● Short exercise:
Write the listing below out again exactly, dropping the images.

● Listing:
**********

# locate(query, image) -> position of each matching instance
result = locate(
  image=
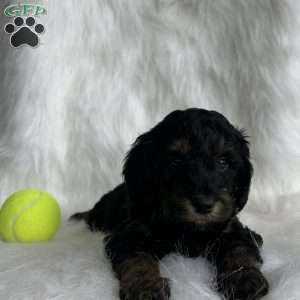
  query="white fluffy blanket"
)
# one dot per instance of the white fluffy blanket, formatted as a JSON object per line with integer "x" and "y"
{"x": 107, "y": 70}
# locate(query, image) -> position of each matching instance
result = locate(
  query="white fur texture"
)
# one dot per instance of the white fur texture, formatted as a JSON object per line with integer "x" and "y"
{"x": 106, "y": 71}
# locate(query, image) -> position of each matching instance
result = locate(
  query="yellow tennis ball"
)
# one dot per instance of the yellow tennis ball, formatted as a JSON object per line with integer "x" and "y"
{"x": 29, "y": 216}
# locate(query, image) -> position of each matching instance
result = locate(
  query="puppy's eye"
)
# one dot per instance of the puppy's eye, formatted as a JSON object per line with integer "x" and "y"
{"x": 222, "y": 164}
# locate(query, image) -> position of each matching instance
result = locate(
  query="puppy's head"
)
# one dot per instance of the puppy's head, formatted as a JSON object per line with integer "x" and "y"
{"x": 193, "y": 167}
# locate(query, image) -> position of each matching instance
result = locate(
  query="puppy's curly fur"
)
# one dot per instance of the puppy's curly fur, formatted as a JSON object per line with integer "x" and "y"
{"x": 185, "y": 180}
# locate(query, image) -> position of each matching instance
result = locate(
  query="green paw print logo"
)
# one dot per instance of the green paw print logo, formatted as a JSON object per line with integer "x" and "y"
{"x": 24, "y": 30}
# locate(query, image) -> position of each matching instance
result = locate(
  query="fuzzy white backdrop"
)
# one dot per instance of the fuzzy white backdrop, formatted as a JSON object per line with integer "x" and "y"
{"x": 107, "y": 70}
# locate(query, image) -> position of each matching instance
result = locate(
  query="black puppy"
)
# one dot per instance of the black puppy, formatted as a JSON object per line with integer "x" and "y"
{"x": 185, "y": 180}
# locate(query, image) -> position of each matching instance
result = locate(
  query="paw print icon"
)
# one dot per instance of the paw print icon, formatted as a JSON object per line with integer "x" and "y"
{"x": 24, "y": 32}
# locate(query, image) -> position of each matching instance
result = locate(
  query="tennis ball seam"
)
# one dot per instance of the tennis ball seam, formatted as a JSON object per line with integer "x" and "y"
{"x": 16, "y": 217}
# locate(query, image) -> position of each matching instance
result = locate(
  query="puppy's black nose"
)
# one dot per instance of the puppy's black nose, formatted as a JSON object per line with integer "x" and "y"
{"x": 203, "y": 203}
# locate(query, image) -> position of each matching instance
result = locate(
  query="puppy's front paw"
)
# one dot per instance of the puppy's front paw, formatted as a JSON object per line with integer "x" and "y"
{"x": 159, "y": 289}
{"x": 243, "y": 284}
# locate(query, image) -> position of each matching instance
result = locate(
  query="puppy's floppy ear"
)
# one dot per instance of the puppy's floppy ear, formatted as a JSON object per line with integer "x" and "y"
{"x": 141, "y": 168}
{"x": 245, "y": 172}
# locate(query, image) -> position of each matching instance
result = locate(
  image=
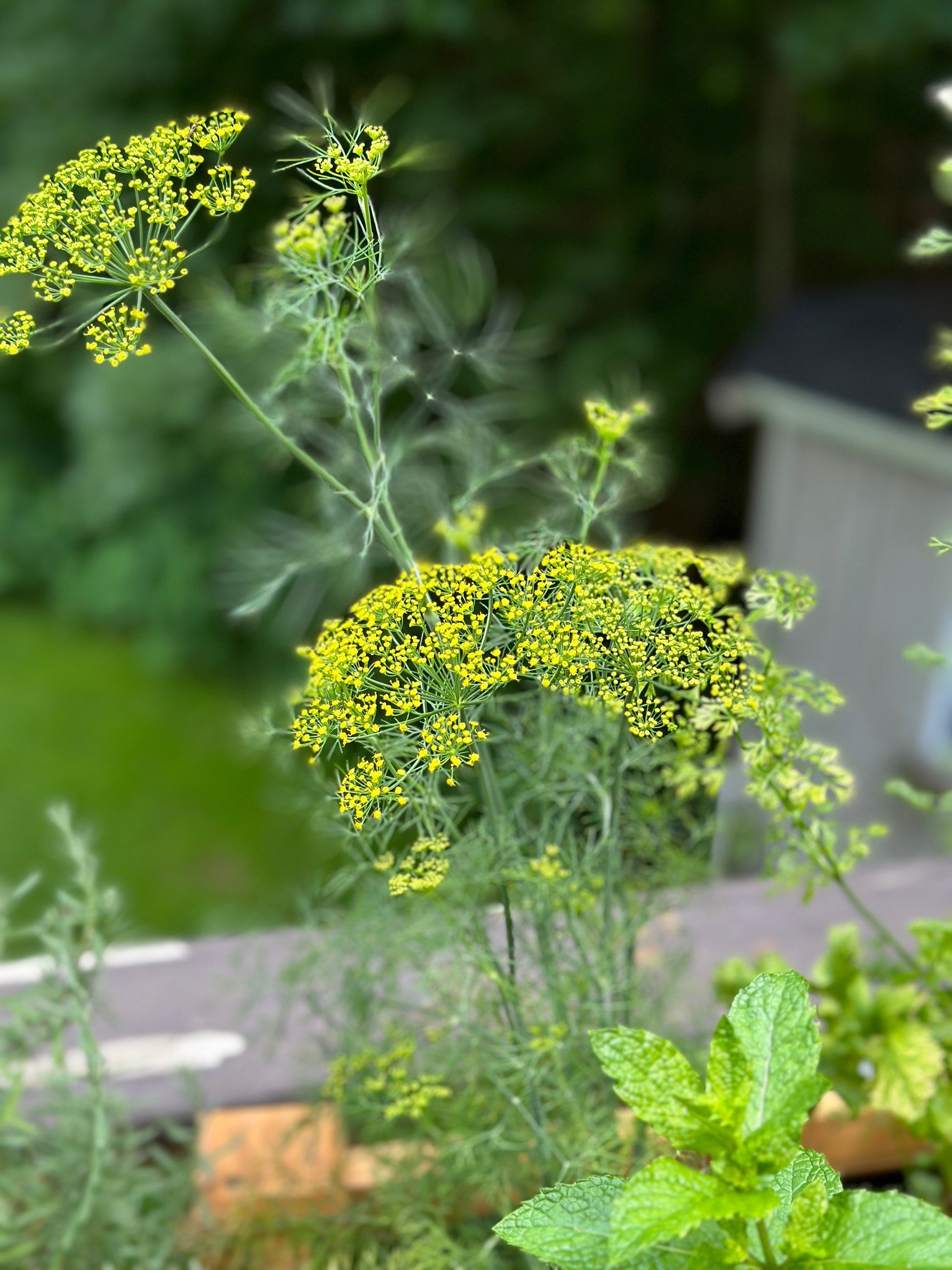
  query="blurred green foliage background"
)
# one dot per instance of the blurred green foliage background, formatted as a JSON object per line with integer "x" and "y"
{"x": 648, "y": 177}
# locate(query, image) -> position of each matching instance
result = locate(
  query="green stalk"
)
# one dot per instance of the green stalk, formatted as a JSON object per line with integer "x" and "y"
{"x": 769, "y": 1259}
{"x": 874, "y": 921}
{"x": 400, "y": 552}
{"x": 588, "y": 512}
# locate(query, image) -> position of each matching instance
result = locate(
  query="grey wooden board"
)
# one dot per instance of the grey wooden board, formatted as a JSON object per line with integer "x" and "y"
{"x": 235, "y": 985}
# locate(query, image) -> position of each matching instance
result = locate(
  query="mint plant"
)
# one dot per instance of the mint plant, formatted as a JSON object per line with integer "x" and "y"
{"x": 738, "y": 1189}
{"x": 887, "y": 1039}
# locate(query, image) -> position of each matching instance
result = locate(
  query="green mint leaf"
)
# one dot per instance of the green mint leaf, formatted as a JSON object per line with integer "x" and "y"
{"x": 730, "y": 1077}
{"x": 667, "y": 1201}
{"x": 934, "y": 242}
{"x": 776, "y": 1024}
{"x": 909, "y": 1062}
{"x": 657, "y": 1082}
{"x": 924, "y": 655}
{"x": 807, "y": 1170}
{"x": 565, "y": 1225}
{"x": 883, "y": 1231}
{"x": 705, "y": 1249}
{"x": 934, "y": 940}
{"x": 807, "y": 1220}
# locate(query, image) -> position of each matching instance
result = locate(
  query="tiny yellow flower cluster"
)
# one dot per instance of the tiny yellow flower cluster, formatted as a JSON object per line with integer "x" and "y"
{"x": 357, "y": 164}
{"x": 110, "y": 214}
{"x": 649, "y": 631}
{"x": 611, "y": 425}
{"x": 312, "y": 238}
{"x": 16, "y": 333}
{"x": 156, "y": 267}
{"x": 116, "y": 333}
{"x": 548, "y": 866}
{"x": 463, "y": 530}
{"x": 225, "y": 193}
{"x": 570, "y": 895}
{"x": 217, "y": 131}
{"x": 385, "y": 1078}
{"x": 423, "y": 869}
{"x": 937, "y": 408}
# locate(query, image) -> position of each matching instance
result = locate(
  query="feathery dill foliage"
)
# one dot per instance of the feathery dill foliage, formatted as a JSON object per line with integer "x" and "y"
{"x": 113, "y": 217}
{"x": 81, "y": 1187}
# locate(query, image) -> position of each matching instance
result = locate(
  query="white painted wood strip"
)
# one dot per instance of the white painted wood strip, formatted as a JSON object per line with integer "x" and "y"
{"x": 32, "y": 970}
{"x": 130, "y": 1058}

**********

● Exercise answer:
# locate(query, image) -> position of each matching instance
result = locate(
  image=
  query="white fluffy blanket"
)
# one dot per instance of the white fluffy blanket, formatted as a JSON object per line with integer "x" and "y"
{"x": 107, "y": 70}
# locate(query, image) -> position of each matching instance
result = locate(
  query="white fur texture"
)
# one dot per instance of the white fur texture, formatted as a JSON object per line with integer "x" and "y"
{"x": 106, "y": 71}
# locate(query, image) -> position of each matching instance
result = locate(
  query="yellow tennis ball"
)
# one dot per instance of the yellow tennis ball, formatted as a JSON object per line with integer "x" and "y"
{"x": 29, "y": 216}
# locate(query, image) -> position of each matching instance
result = locate(
  query="puppy's eye"
)
# one dot per instance of the puppy's eye, formatted as a JSON object per line with integer "x" and "y"
{"x": 222, "y": 164}
# locate(query, image) -> position of each matching instance
result = locate(
  query="puppy's head"
)
# one dot per instance of the puppy's head, formatted as a JSON object per line with integer "x" and "y"
{"x": 193, "y": 167}
# locate(query, image) -> position of each matching instance
result = locate(
  query="puppy's curly fur"
)
# one dot per instance of the puppy's curly fur, formatted as a JSON object per line with integer "x" and "y"
{"x": 185, "y": 180}
# locate(query, image) -> position of each matching instance
result = locate(
  query="green paw print logo"
)
# one dot per instance of the green paw print logo, formatted as a JSON object per line with integer "x" and "y"
{"x": 24, "y": 30}
# locate(query, image) -> position of each matching instance
result = locate(
  query="fuzzy white backdrop"
)
# one dot per instance of the fuzzy white backdrop, formatted as a JSON object per line with integer "x" and "y"
{"x": 107, "y": 70}
# locate(query, image) -> position of each matching instance
result = locate(
  query="black puppy"
)
# one dot per instance of the black puppy, formatted as a JSON object per line with integer "x" and "y"
{"x": 185, "y": 180}
# locate(query, image) -> position of each matching instance
result = locate(
  query="paw print icon"
)
# one dot per instance of the paw print icon, formatted as a JSON object per line with integer "x" and "y"
{"x": 24, "y": 32}
# locate(query, image) -> position of each matching instance
result = locate(
  query="tennis ball seam"
)
# one dot per instance of the tennis ball seam, formatted as a JSON object per line with integer "x" and "y"
{"x": 16, "y": 217}
# locate(query, image) -> position of each matching instance
result = locate(
  query="puppy's black nose"
)
# one dot per instance of the puppy's black nose, formatted as a JSON object per line with integer "x" and "y"
{"x": 203, "y": 203}
# locate(query, image) -> position of each matching instance
result = locate(
  query="puppy's front paw"
)
# one dot per instance of the puppy's front paw, formatted as a JSON object per line with integer "x" and "y"
{"x": 159, "y": 289}
{"x": 243, "y": 284}
# locate(query, image) -> position of each matching instance
result = locate(
  query="puppy's floppy ear"
)
# one dot per instance of the puppy's floppy ear, formatted as a JSON object per line with integer "x" and "y"
{"x": 141, "y": 168}
{"x": 245, "y": 172}
# locate(query, image) -> position of each matching instance
result = locate(
  image=
  query="blurred green foliage background"
)
# one dot per instance of the blurred green foliage background, formatted as a JSON object per line with integer "x" and "y"
{"x": 648, "y": 177}
# locate(query, image) -> position of each matching instance
result = locate(
  query="green stalk"
)
# one dot per instance of the green stalk, formatted as a JSON object per line with integer "x" and "y"
{"x": 769, "y": 1259}
{"x": 874, "y": 921}
{"x": 400, "y": 552}
{"x": 588, "y": 512}
# locate(query, image) -> position of each matching instance
result = locate(
  query="grey wooden board"
)
# one dot per instance of the grey wooden board, formatted as a JSON object per line with integer "x" and "y"
{"x": 235, "y": 985}
# locate(query, image) -> position of each matching instance
result = locate(
  query="mint plant"
)
# one dot per instance of the mint plant, formatted as a JSON object per line with integer "x" and "y"
{"x": 738, "y": 1189}
{"x": 887, "y": 1039}
# locate(query, image) -> position of each matching instance
result = locate(
  query="green mint leaf"
)
# one dot per instance of the green mint leaf, formatted as a JSON object per line with integer "x" and "y"
{"x": 730, "y": 1077}
{"x": 667, "y": 1201}
{"x": 934, "y": 242}
{"x": 776, "y": 1024}
{"x": 909, "y": 1062}
{"x": 657, "y": 1082}
{"x": 924, "y": 655}
{"x": 807, "y": 1170}
{"x": 565, "y": 1225}
{"x": 883, "y": 1231}
{"x": 705, "y": 1249}
{"x": 934, "y": 940}
{"x": 807, "y": 1220}
# locate(query, image) -> position of each matching instance
result = locate(
  query="tiny yellow flower cluster"
)
# one dot per instance of the tiny yellow flower cluster, formatted as a JSON object per line with integer "x" and "y"
{"x": 357, "y": 164}
{"x": 110, "y": 214}
{"x": 649, "y": 631}
{"x": 611, "y": 425}
{"x": 312, "y": 238}
{"x": 16, "y": 333}
{"x": 156, "y": 267}
{"x": 116, "y": 333}
{"x": 548, "y": 866}
{"x": 463, "y": 530}
{"x": 225, "y": 193}
{"x": 570, "y": 895}
{"x": 217, "y": 131}
{"x": 385, "y": 1078}
{"x": 423, "y": 869}
{"x": 937, "y": 408}
# locate(query, image) -> position of each matching instance
result = locate(
  query="feathery dill foliage"
)
# one dot per instance of the feathery dill foliage, formatted as a JSON object per line with integer "x" and "y"
{"x": 113, "y": 217}
{"x": 81, "y": 1187}
# locate(query, image) -> position of each matching instance
result = locate(
  query="white painted wood strip"
)
# one dot per instance of the white painted wood strip, formatted as a JSON object per line with integer "x" and "y"
{"x": 32, "y": 970}
{"x": 130, "y": 1058}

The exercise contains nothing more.